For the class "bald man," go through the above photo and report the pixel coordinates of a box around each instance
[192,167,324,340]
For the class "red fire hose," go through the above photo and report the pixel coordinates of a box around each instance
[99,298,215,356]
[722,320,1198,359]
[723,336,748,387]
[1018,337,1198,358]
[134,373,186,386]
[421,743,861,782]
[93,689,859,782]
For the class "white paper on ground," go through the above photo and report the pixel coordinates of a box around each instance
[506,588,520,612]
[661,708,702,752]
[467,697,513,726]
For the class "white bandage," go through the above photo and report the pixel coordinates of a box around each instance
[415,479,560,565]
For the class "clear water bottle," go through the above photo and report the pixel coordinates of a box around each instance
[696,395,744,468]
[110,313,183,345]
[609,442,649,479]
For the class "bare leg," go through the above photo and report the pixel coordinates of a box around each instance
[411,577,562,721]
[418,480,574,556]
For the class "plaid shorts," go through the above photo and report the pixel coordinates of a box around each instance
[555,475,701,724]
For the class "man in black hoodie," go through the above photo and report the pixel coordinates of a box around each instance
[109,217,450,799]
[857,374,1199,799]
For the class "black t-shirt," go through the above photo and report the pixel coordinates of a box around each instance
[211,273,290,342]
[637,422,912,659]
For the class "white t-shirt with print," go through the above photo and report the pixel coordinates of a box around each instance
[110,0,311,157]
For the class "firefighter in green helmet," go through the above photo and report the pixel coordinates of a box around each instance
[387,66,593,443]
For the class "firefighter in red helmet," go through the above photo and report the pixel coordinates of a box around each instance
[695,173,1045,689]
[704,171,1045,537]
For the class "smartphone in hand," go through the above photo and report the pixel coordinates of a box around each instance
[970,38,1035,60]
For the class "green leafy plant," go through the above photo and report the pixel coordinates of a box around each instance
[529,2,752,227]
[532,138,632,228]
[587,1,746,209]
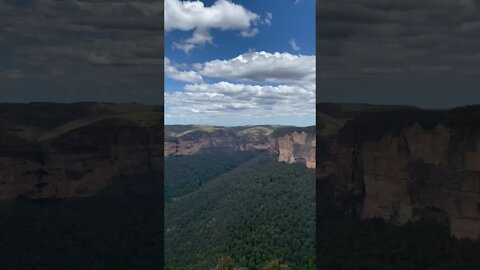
-*-
Return the material word for word. Pictures are not part of the copy.

### RESPONSE TO THIS TASK
For the class "bald man," go through the above photo and report the pixel coordinates of a box around each instance
[192,167,324,340]
For the class "red fire hose," go through the above photo and report the pixel coordinates of a box around each instance
[99,298,215,356]
[722,320,1198,359]
[723,336,748,387]
[1018,337,1198,358]
[134,373,186,386]
[421,743,861,782]
[93,689,859,782]
For the class "white paper on ground," go through the above photo and report the pixel coordinates of a box around each instance
[506,588,520,612]
[661,708,702,752]
[467,697,513,726]
For the class "white bandage," go through the above photo and report the pixel coordinates of a box around each instance
[415,479,560,565]
For the class "clear water bottle," go through the above photo and report the pixel coordinates of a box around each instance
[696,395,744,468]
[110,313,183,345]
[609,442,649,479]
For the class "bare leg," go through the above photo and report the pixel coordinates of a box around each instance
[411,577,562,721]
[418,480,574,556]
For the class "plaid shorts," go through the above photo and report the pixel coordinates of a box around each instance
[555,475,701,724]
For the class "man in black hoodie," go through the above photo and report the pixel coordinates of a box around each instance
[109,217,450,799]
[857,374,1199,799]
For the class "black t-shirt," go through the above photo and report the pixel coordinates of a box around each instance
[211,273,290,342]
[637,422,912,659]
For the class "white t-shirt with print," go through the above photo and report the pixel coordinates of a box around each instance
[110,0,311,157]
For the class "firefighter in green helmet," go through the above photo and report the pixel coordinates of a box around each instance
[387,66,593,443]
For the class "firefighter in red helmet," go through the above photo and report the pixel coordinates of a box around each instance
[695,173,1045,689]
[704,171,1045,537]
For the class "smartphone in hand," go through the above photo and report the pixel coordinates of a box around each instance
[970,38,1035,60]
For the class "green leafy plant," go through the above photo and report the pixel coordinates of a box around each instance
[529,2,752,227]
[532,138,632,228]
[587,1,746,209]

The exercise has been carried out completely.